- _Source data_:
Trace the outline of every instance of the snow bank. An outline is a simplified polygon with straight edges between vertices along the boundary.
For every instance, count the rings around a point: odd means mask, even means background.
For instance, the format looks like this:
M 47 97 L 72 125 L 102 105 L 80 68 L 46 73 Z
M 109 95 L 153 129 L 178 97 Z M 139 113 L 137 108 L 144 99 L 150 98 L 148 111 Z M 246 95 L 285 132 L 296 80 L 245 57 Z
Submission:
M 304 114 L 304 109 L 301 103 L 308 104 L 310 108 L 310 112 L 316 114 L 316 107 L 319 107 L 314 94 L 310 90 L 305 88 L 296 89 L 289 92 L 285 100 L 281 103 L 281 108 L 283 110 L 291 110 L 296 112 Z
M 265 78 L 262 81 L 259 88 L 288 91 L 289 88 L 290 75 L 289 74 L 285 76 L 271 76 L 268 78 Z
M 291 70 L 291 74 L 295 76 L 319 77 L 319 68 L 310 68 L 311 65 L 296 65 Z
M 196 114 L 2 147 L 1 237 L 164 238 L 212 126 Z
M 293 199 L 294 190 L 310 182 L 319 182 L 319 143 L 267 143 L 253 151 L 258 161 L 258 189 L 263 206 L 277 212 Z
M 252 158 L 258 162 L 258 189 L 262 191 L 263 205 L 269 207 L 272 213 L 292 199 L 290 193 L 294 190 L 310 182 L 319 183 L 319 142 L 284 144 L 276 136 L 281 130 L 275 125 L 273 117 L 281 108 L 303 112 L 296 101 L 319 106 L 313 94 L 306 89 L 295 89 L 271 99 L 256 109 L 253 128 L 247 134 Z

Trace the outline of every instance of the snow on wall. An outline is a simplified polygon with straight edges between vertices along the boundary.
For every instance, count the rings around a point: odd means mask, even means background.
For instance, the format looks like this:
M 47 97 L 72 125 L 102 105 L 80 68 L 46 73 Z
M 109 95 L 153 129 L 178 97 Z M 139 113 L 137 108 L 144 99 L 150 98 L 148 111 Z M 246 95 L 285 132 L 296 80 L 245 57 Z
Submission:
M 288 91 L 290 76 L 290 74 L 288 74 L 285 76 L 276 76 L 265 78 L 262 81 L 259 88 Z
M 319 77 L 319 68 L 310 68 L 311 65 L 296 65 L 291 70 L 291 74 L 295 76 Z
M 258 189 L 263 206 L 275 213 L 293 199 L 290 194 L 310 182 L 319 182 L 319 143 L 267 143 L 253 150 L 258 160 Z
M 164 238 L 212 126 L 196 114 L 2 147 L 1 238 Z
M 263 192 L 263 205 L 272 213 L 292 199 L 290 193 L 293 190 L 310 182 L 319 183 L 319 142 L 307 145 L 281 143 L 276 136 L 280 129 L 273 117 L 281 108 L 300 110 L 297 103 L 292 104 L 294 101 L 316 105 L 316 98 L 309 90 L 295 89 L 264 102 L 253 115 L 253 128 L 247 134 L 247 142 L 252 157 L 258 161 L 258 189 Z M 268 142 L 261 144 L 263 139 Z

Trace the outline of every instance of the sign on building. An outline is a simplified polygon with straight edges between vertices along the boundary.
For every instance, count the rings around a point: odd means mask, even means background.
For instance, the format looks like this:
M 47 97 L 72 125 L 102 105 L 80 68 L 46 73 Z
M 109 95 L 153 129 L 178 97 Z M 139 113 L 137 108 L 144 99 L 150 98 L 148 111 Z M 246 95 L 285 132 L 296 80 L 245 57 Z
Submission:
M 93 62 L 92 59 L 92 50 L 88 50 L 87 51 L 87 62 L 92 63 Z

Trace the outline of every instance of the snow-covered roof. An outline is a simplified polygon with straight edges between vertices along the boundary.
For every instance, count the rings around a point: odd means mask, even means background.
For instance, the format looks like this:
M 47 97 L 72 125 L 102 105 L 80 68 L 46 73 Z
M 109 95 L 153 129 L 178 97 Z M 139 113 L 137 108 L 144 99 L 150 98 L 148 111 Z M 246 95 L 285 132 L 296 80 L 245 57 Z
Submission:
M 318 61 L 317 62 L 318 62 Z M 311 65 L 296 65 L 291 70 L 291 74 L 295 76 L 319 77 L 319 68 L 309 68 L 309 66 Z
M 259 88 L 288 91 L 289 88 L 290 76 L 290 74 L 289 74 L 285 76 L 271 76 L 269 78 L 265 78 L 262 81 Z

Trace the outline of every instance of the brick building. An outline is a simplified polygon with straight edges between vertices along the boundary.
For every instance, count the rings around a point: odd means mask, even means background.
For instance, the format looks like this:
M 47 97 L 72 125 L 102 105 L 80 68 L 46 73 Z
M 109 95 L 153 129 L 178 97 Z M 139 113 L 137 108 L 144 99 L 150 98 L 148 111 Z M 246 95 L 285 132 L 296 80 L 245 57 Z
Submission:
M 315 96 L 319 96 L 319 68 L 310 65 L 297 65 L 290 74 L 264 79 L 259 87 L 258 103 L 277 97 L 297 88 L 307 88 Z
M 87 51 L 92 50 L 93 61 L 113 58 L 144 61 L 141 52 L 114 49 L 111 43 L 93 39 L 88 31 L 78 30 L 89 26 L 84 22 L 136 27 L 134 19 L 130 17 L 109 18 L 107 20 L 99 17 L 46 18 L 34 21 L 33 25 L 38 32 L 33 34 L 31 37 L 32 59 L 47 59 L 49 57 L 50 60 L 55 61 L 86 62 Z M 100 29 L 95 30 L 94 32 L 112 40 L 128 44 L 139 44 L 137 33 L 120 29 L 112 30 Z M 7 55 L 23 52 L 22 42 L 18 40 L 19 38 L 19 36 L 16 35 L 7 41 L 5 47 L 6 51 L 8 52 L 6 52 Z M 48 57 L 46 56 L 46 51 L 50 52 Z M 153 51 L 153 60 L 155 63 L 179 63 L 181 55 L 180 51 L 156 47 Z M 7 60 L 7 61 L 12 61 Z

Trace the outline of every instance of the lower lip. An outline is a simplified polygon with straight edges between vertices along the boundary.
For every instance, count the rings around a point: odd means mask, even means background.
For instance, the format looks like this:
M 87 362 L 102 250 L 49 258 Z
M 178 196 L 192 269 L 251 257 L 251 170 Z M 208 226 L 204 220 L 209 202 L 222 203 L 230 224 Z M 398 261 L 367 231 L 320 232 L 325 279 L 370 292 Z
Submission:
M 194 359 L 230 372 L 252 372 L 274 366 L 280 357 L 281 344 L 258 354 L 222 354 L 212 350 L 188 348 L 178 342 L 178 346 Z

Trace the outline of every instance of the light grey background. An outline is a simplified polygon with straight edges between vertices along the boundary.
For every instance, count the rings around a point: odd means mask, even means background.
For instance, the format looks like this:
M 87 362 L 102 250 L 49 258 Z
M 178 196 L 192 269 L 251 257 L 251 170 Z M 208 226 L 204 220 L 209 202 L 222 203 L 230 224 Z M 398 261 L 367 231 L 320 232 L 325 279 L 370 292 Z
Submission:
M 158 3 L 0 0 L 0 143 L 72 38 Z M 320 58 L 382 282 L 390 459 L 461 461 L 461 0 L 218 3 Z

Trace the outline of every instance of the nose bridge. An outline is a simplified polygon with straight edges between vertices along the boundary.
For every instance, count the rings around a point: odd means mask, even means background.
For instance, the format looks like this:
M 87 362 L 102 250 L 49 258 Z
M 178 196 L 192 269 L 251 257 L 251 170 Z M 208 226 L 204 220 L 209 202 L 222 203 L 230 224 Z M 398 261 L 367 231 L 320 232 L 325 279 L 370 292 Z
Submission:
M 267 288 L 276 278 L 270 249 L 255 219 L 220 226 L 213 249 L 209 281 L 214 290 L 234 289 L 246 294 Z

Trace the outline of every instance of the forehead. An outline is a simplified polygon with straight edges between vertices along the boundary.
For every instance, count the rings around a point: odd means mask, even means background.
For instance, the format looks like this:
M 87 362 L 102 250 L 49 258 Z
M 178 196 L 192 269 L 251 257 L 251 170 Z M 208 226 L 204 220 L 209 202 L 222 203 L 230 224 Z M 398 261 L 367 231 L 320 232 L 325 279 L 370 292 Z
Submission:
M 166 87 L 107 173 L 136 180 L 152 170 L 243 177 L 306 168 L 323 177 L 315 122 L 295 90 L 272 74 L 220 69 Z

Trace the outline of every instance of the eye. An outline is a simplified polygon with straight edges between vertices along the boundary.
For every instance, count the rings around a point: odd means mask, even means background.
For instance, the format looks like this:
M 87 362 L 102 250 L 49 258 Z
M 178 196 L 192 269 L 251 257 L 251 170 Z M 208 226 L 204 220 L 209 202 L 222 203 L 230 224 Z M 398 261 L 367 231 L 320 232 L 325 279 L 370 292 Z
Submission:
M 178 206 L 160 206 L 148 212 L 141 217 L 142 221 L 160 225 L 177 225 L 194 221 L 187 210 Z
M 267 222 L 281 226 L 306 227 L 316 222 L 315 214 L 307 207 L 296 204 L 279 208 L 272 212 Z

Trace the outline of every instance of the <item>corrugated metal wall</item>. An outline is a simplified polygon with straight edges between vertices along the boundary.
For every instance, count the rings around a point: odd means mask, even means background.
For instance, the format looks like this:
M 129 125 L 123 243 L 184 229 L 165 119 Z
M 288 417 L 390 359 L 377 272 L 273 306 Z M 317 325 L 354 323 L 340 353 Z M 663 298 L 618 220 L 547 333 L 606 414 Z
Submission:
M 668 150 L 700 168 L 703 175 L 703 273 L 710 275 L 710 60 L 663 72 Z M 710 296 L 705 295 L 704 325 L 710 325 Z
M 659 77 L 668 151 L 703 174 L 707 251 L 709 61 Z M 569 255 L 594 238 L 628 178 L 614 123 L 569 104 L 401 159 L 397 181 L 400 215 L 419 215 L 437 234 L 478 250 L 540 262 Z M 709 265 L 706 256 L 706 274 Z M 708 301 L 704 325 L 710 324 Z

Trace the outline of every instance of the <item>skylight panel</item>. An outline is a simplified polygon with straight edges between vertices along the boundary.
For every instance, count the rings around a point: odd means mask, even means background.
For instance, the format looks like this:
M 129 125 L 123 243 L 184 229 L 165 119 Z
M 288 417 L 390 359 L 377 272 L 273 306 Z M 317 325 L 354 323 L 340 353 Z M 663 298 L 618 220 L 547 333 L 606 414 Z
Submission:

- _Work to complete_: Reproduce the listing from the line containing "Trace the outline of every instance of the <item>corrugated" through the line containing "M 659 77 L 668", with both of those lines included. Add 98 to every coordinate in the answers, and leave everything else unchanged.

- _Response to this exercise_:
Trace the outline of every instance of the <item>corrugated metal wall</item>. An outline is a simplified polygon with straight edges between vertices along the boundary.
For every instance, count the rings around a point: odd means mask, even means background.
For instance, the format looks like this:
M 129 125 L 123 243 L 184 229 L 165 119 Z
M 288 417 L 390 359 L 377 272 L 273 306 Z M 317 325 L 354 323 L 340 353 Z M 663 298 L 618 220 L 547 333 L 606 414 Z
Submission:
M 766 248 L 798 266 L 801 273 L 801 371 L 808 373 L 808 158 L 761 170 Z M 808 394 L 803 393 L 802 423 L 808 423 Z
M 757 175 L 766 249 L 801 272 L 805 349 L 807 159 Z M 667 353 L 692 336 L 726 276 L 712 221 L 667 202 L 499 257 L 495 279 L 498 313 L 517 313 L 535 332 L 576 348 L 638 360 Z M 807 363 L 804 354 L 804 372 Z M 806 399 L 802 423 L 808 422 Z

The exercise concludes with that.